Your goal:
Restate the material word for word and leave out anything that is a picture.

Raw data:
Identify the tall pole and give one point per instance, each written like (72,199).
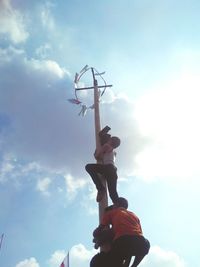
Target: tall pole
(104,202)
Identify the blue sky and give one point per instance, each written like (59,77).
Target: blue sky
(150,52)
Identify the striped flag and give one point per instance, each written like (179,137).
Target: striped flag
(65,262)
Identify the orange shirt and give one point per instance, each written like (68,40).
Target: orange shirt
(124,222)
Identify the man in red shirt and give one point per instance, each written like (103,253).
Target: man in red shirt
(128,238)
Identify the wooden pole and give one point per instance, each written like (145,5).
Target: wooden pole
(104,202)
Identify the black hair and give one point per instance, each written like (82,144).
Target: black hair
(122,202)
(115,141)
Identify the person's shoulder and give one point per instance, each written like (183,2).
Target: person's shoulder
(107,147)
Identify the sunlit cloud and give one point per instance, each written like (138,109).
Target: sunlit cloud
(32,262)
(43,185)
(57,258)
(169,118)
(160,257)
(12,23)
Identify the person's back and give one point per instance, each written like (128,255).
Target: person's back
(128,237)
(124,222)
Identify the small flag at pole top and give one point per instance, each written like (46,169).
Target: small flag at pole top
(65,262)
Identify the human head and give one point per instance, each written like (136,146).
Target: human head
(122,203)
(115,141)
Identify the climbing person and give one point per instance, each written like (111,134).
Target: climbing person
(106,155)
(103,238)
(128,238)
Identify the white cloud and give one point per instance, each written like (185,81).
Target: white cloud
(79,256)
(73,185)
(160,257)
(43,185)
(47,17)
(43,50)
(45,128)
(170,118)
(12,23)
(57,258)
(32,262)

The response:
Identify the tall pole and give one point per instance, each written like (72,199).
Target: tall pole
(104,202)
Identify the blue sky and give one point per instance, each written like (59,77).
Target: blue sky
(150,52)
Identify the striped flag and give one point per instance, each written like (179,137).
Target: striped flag
(65,262)
Identify the orange shirt and give one point per instance, each written like (68,40).
Target: orange shirt
(124,222)
Identify the man in red shirt and give one point per instance, each written like (103,253).
Target: man in red shirt
(128,238)
Identify the wooden pole and give one point per instance, each written like (145,5).
Target: wooden pole
(104,202)
Identify the black hair and give one point per instance, each written like (82,144).
Target: black hair
(122,202)
(115,141)
Identify the person's shoulder and give one point per instance, each written like (183,2).
Target: person's shoulder
(107,147)
Identify the sunlit cloud and give one point per instance, each written like (138,109).
Target: sunlit cloud
(32,262)
(43,185)
(57,258)
(169,118)
(160,257)
(12,23)
Identify the person's back and give one point per instance, each written like (128,255).
Target: person's back
(128,237)
(124,222)
Identify the small flag at pole top and give one point per instance, each written like (46,169).
Target: small flag at pole top
(65,262)
Identify the human head and give one point per instance, each written like (136,146).
Target: human head
(122,203)
(115,141)
Identify the climbing person and give one point per instance, each written like (111,134).
Target: climbing person
(106,155)
(103,238)
(128,238)
Identify the white cloud and give one point per instance, each written like (185,81).
Target: white cloud
(79,256)
(73,185)
(160,257)
(43,185)
(47,17)
(43,50)
(45,128)
(170,118)
(12,23)
(57,258)
(32,262)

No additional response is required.